» REQUIREMENTS: Format the lines of the material as a numbered list, starting at the line that contains "fabricantes and give integer pixel coordinates." and ending with the last line of the material, and leave out any blank lines.

» RECORD EXCERPTS:

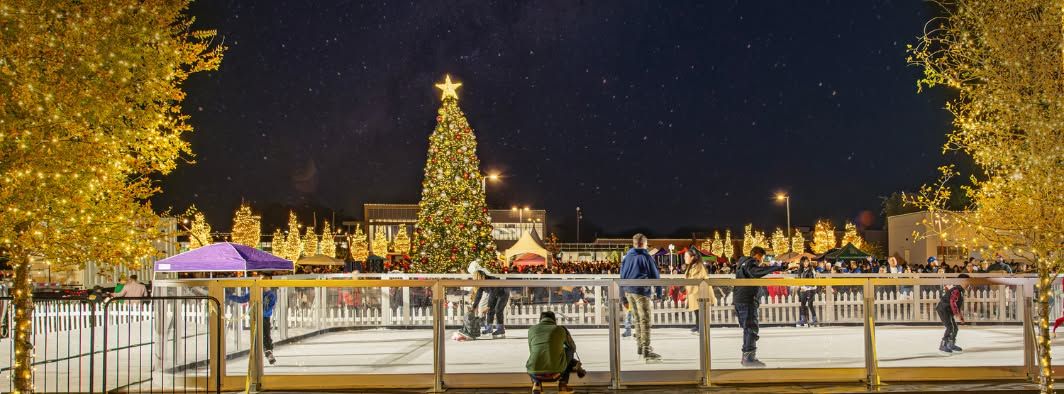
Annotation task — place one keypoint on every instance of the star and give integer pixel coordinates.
(450, 89)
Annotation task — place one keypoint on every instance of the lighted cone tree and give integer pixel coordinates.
(452, 223)
(797, 242)
(310, 241)
(293, 245)
(247, 227)
(199, 230)
(729, 247)
(90, 112)
(358, 245)
(1004, 60)
(379, 245)
(780, 242)
(328, 244)
(277, 244)
(850, 236)
(824, 236)
(401, 242)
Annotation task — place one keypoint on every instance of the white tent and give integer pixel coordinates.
(526, 244)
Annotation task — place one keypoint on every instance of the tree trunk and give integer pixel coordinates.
(22, 295)
(1045, 360)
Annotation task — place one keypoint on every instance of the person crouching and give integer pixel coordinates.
(551, 355)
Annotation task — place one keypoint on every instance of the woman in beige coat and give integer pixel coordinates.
(695, 269)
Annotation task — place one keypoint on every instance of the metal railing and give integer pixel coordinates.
(863, 304)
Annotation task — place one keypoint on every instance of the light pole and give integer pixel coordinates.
(786, 199)
(483, 182)
(580, 215)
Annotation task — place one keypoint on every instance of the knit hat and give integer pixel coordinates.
(475, 266)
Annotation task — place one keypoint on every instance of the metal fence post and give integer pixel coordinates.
(703, 326)
(615, 306)
(438, 329)
(871, 360)
(255, 353)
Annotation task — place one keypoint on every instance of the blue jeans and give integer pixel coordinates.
(564, 377)
(747, 314)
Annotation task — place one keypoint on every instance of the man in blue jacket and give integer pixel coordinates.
(269, 300)
(638, 264)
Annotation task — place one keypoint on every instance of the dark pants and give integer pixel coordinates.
(747, 314)
(564, 377)
(497, 307)
(947, 319)
(805, 309)
(267, 340)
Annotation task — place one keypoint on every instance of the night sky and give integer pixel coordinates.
(659, 116)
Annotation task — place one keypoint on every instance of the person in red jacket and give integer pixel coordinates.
(949, 308)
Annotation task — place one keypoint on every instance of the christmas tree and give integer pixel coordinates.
(293, 246)
(328, 244)
(310, 242)
(401, 241)
(358, 244)
(247, 228)
(277, 244)
(797, 242)
(452, 223)
(850, 236)
(380, 242)
(824, 236)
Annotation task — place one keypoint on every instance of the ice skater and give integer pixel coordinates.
(269, 300)
(950, 307)
(807, 295)
(747, 302)
(497, 299)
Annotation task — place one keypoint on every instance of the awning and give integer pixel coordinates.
(222, 257)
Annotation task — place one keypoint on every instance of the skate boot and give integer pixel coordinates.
(499, 333)
(650, 357)
(944, 347)
(750, 360)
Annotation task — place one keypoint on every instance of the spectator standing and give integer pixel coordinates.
(638, 264)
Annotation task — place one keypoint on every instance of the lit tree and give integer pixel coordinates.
(358, 245)
(277, 244)
(748, 239)
(401, 242)
(797, 242)
(453, 227)
(824, 236)
(850, 236)
(729, 247)
(293, 245)
(247, 228)
(90, 96)
(379, 245)
(1006, 61)
(780, 242)
(199, 230)
(328, 244)
(717, 246)
(310, 241)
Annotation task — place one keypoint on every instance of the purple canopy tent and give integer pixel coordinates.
(223, 257)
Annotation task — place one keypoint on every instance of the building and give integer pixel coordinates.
(506, 225)
(907, 247)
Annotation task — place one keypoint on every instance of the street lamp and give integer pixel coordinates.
(785, 198)
(580, 215)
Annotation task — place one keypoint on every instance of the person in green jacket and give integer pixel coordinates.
(551, 355)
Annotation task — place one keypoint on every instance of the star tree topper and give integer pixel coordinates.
(450, 89)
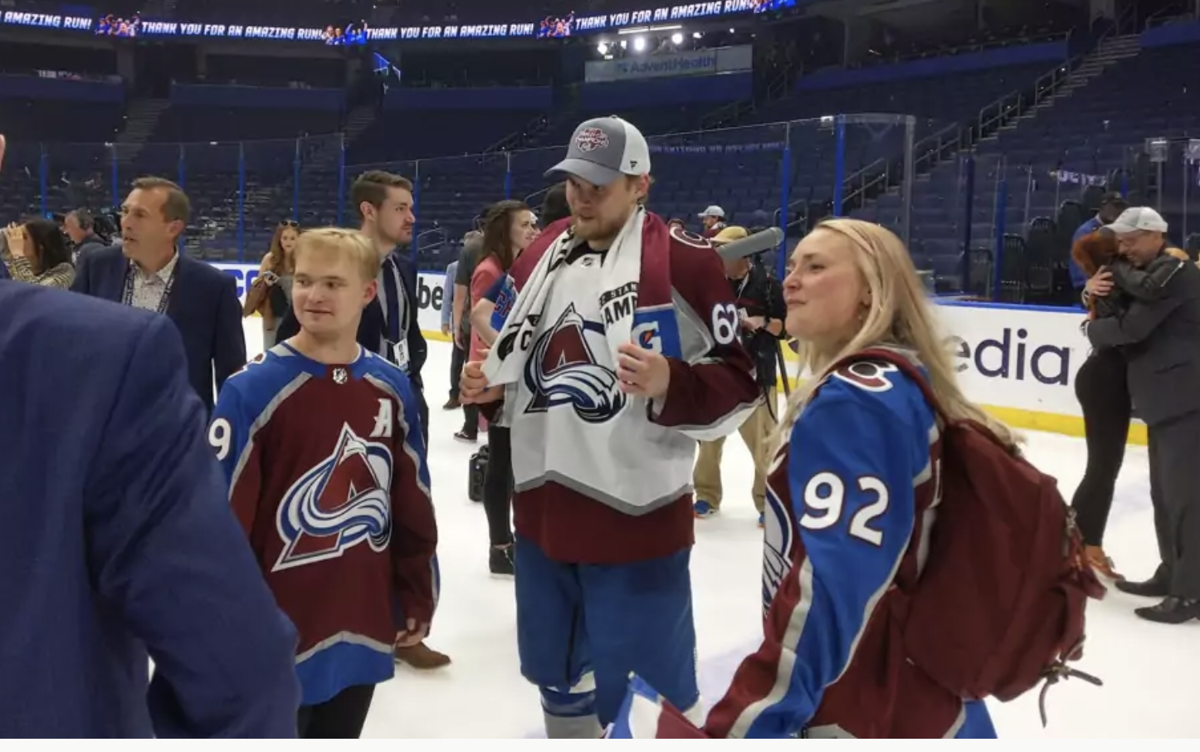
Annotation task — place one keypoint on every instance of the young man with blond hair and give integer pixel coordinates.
(322, 446)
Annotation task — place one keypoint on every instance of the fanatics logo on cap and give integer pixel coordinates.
(589, 139)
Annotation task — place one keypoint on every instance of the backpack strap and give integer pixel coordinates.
(905, 366)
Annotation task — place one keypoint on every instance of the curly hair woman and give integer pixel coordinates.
(271, 293)
(37, 253)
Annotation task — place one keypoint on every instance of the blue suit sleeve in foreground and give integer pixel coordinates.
(165, 547)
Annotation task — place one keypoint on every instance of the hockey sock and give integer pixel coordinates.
(570, 715)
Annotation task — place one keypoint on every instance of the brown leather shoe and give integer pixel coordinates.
(1101, 564)
(420, 656)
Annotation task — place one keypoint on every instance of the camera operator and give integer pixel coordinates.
(81, 228)
(760, 300)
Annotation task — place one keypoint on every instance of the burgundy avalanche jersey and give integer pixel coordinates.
(850, 504)
(327, 474)
(599, 480)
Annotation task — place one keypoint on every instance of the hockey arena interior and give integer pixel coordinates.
(991, 137)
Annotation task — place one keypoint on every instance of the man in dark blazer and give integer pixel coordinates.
(1161, 341)
(148, 272)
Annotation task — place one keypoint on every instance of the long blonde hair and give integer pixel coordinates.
(899, 316)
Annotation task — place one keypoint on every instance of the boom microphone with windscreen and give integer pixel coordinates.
(751, 245)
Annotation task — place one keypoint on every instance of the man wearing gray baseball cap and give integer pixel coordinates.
(619, 352)
(1161, 342)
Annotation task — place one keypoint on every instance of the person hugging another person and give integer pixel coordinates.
(270, 295)
(1102, 385)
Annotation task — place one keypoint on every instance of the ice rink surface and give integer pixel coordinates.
(1145, 667)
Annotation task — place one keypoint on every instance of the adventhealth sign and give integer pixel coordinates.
(1019, 361)
(696, 62)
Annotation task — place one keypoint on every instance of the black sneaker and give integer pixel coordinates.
(499, 560)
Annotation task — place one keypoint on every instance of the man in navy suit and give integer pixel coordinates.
(148, 272)
(124, 545)
(389, 326)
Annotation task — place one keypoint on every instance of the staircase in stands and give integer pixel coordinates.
(318, 156)
(139, 125)
(1109, 52)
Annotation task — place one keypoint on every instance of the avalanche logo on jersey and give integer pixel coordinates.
(341, 503)
(562, 370)
(779, 537)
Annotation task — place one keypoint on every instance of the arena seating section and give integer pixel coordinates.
(1097, 131)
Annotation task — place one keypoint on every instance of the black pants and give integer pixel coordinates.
(1175, 493)
(423, 411)
(1103, 391)
(456, 362)
(498, 486)
(339, 717)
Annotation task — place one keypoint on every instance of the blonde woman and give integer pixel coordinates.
(846, 505)
(270, 295)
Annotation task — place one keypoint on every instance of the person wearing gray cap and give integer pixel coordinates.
(1161, 341)
(619, 352)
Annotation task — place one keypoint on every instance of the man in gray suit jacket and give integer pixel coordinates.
(1161, 341)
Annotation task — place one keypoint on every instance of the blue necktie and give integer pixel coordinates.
(393, 290)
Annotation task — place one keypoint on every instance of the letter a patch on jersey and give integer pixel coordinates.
(341, 503)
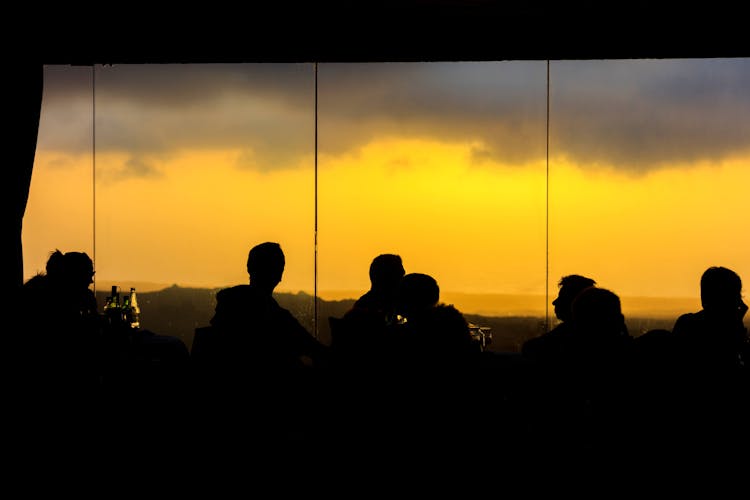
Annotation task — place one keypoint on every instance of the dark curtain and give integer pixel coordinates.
(24, 85)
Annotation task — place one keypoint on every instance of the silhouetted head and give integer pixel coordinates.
(570, 286)
(386, 271)
(416, 292)
(73, 270)
(265, 265)
(598, 311)
(721, 289)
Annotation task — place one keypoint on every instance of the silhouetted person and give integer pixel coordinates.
(259, 362)
(549, 344)
(712, 351)
(587, 381)
(386, 271)
(61, 324)
(357, 338)
(716, 334)
(436, 364)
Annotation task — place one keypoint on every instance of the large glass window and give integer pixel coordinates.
(649, 178)
(443, 164)
(634, 173)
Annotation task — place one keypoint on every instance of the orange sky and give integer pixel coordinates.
(476, 222)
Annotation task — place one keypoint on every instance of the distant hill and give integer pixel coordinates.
(178, 311)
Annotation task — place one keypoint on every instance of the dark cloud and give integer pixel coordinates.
(633, 114)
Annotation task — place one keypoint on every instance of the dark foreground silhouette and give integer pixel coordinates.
(259, 384)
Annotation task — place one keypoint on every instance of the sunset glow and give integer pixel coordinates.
(468, 209)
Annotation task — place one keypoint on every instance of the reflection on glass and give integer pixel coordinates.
(59, 212)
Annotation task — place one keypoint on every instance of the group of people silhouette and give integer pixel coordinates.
(402, 368)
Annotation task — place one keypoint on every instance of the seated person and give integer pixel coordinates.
(549, 344)
(257, 359)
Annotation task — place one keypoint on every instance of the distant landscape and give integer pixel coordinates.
(177, 311)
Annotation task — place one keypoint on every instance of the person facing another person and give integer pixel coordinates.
(549, 344)
(358, 336)
(716, 334)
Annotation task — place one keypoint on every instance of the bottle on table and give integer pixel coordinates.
(134, 311)
(112, 308)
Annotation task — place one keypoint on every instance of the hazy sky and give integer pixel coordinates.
(444, 163)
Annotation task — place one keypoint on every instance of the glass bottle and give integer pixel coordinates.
(135, 311)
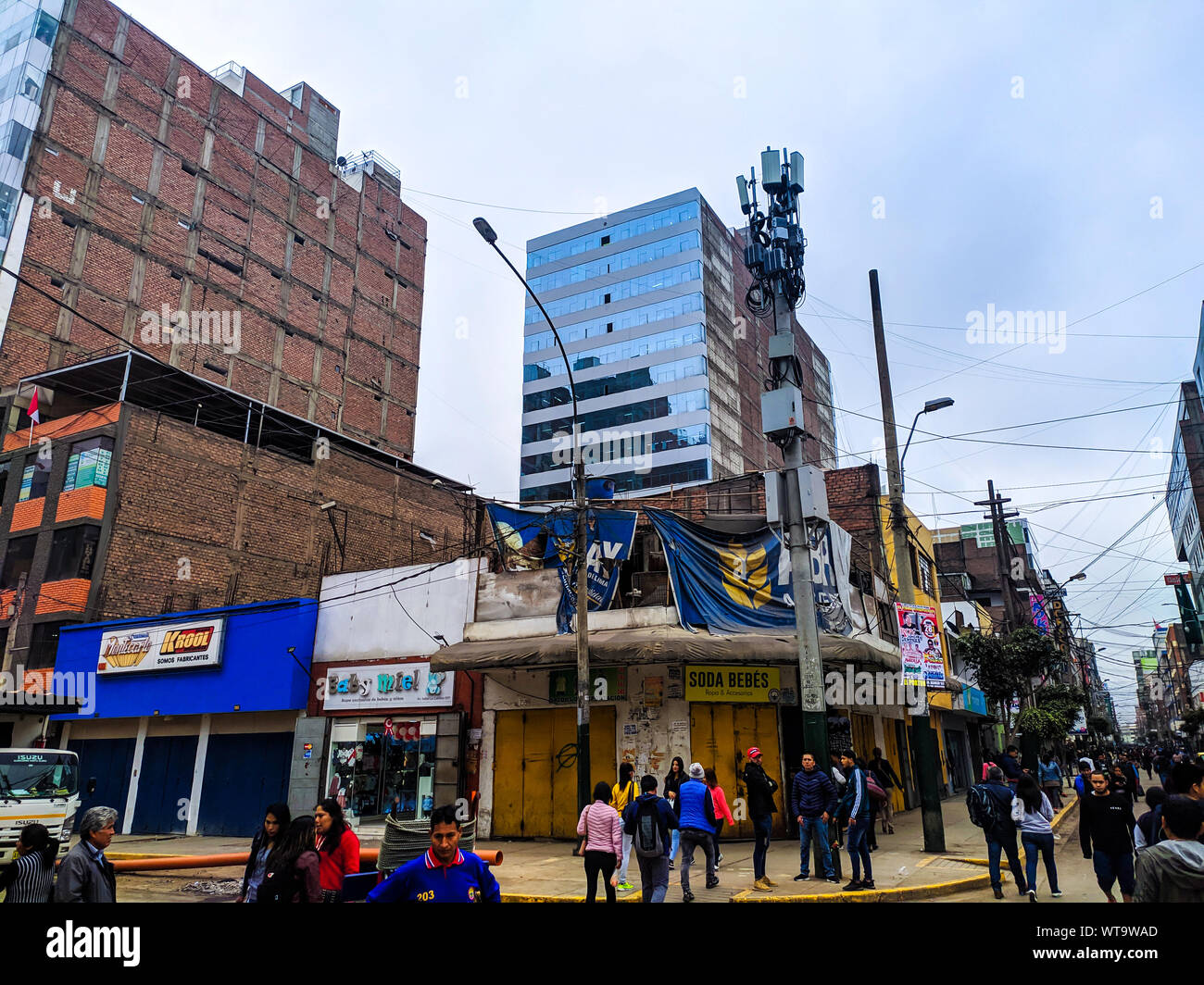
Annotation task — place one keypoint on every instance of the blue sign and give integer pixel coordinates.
(529, 541)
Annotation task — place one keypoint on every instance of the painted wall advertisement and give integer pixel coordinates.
(923, 663)
(386, 685)
(759, 685)
(165, 647)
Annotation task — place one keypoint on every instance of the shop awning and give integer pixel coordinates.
(660, 644)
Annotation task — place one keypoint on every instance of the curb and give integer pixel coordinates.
(899, 895)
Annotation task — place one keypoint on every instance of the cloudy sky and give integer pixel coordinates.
(1024, 156)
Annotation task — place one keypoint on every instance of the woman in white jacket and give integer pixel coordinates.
(1032, 812)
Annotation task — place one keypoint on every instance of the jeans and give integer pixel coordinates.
(693, 838)
(761, 828)
(859, 848)
(627, 840)
(818, 828)
(1007, 845)
(654, 878)
(600, 862)
(1111, 868)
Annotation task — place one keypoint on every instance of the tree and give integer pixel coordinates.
(1006, 668)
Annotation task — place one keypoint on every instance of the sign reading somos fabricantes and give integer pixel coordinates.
(165, 647)
(750, 685)
(385, 685)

» TASK ANSWER:
1. Annotation task — place one keypoint on every instance of the sign reading somos fabricantes and give integer pixel coordinates.
2. (165, 647)
3. (750, 685)
4. (385, 685)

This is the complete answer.